**EXERCISE BRIEF**
Please change "evaluation round" to "test round" throughout the data below, keeping everything else the same. Leave the pictures out of your answer.

**MATERIAL SHOWN**
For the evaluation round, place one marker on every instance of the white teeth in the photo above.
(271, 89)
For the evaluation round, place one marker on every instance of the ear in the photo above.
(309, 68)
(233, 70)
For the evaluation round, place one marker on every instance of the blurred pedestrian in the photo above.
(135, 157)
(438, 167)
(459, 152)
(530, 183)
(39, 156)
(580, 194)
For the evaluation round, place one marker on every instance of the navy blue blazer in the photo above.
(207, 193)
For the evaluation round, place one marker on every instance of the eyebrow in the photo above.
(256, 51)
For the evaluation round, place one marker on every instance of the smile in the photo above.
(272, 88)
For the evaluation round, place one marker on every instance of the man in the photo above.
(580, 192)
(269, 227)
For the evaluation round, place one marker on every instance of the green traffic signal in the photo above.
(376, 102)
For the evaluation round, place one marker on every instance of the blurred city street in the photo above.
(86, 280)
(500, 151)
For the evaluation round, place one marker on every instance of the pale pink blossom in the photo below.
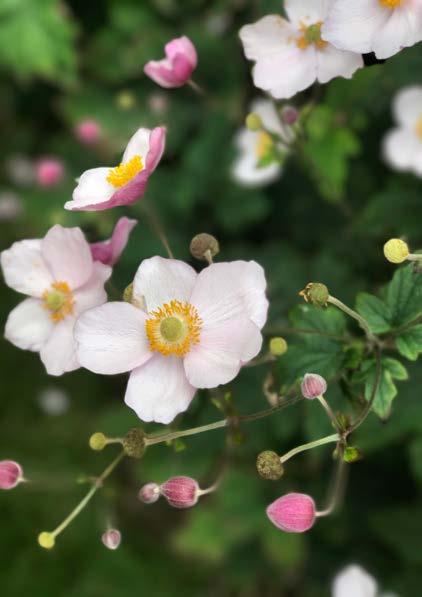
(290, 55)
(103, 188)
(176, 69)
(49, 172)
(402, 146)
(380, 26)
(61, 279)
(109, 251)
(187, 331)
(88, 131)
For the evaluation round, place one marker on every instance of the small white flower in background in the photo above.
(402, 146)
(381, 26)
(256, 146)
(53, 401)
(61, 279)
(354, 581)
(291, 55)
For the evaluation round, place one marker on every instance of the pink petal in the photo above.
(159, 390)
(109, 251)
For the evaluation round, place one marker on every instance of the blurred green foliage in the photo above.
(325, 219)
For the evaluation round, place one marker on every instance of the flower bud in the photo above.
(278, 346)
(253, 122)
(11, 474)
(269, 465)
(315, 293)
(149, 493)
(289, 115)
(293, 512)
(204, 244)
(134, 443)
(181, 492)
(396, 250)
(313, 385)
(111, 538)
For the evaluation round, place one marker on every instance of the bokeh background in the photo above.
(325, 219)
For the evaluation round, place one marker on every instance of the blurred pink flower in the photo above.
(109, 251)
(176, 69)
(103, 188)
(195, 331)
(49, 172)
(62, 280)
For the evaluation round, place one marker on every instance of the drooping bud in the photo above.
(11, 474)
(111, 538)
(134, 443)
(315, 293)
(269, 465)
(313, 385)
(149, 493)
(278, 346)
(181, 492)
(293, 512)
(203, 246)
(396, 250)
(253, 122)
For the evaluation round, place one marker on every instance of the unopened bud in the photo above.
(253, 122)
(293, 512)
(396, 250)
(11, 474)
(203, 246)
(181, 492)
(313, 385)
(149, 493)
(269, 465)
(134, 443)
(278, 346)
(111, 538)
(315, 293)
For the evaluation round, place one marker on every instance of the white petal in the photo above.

**ANSWER FOR THIS EXERCISE**
For the test round, place one marker on every instance of the white teeth in the photo above.
(271, 89)
For the test round, place one marker on every instance of the ear in the photo above.
(309, 68)
(233, 70)
For the test round, place one marker on every instance of the blurred pedestrian in the photo above.
(135, 157)
(438, 167)
(459, 152)
(530, 183)
(39, 156)
(580, 194)
For the test round, place one marker on every instance of the navy blue blazer in the photo above.
(207, 193)
For the test round, place one marker on every instance of the eyebrow in the photo above.
(256, 51)
For the test round, place one marker on every instance of the smile in the photo above.
(272, 88)
For the test round, place one marker on every instance of the man in the photo above.
(580, 192)
(269, 227)
For the test round, place one marker on every instance of the green traffic signal in the photo above.
(376, 102)
For the test round, place one marker on every instance of the blurred city street in the photo above.
(86, 280)
(500, 151)
For the test round, place one marker on every instance of the pale pink blossom in the photo below.
(290, 55)
(103, 188)
(176, 69)
(49, 172)
(402, 146)
(380, 26)
(61, 279)
(109, 251)
(187, 331)
(88, 131)
For the test round, place one marker on every instance of the small white flower in background in the photo above.
(402, 146)
(381, 26)
(256, 146)
(53, 401)
(61, 279)
(354, 581)
(291, 55)
For the test round, place one marker on every instance of the pink petal in the photo above.
(159, 390)
(109, 251)
For the test round, place one marker on every instance of the blurred green foliage in the photo above.
(325, 219)
For the test round, place one marker on every instance of the flower bud in the photo above.
(278, 346)
(253, 122)
(11, 474)
(269, 465)
(315, 293)
(149, 493)
(289, 115)
(293, 512)
(204, 244)
(134, 443)
(181, 492)
(396, 250)
(313, 385)
(111, 538)
For the test round, place one marker on every instance of the bokeh background in the photo above.
(325, 219)
For the test round, place one marker on every instance of the blurred pink flower in the photo above.
(109, 251)
(176, 69)
(103, 188)
(195, 331)
(49, 172)
(62, 280)
For the test round, place one marker on every instance of the drooping bud in the photo above.
(11, 474)
(111, 538)
(134, 443)
(315, 293)
(269, 465)
(313, 385)
(149, 493)
(278, 346)
(181, 492)
(293, 512)
(203, 246)
(396, 250)
(253, 122)
For the test round, place one marker on every instance of the unopened bud in the photo above.
(253, 122)
(293, 512)
(396, 250)
(11, 474)
(203, 246)
(181, 492)
(313, 385)
(149, 493)
(269, 465)
(134, 443)
(278, 346)
(111, 538)
(315, 293)
For the test round, place one marker on every instance of the white petal in the photo above.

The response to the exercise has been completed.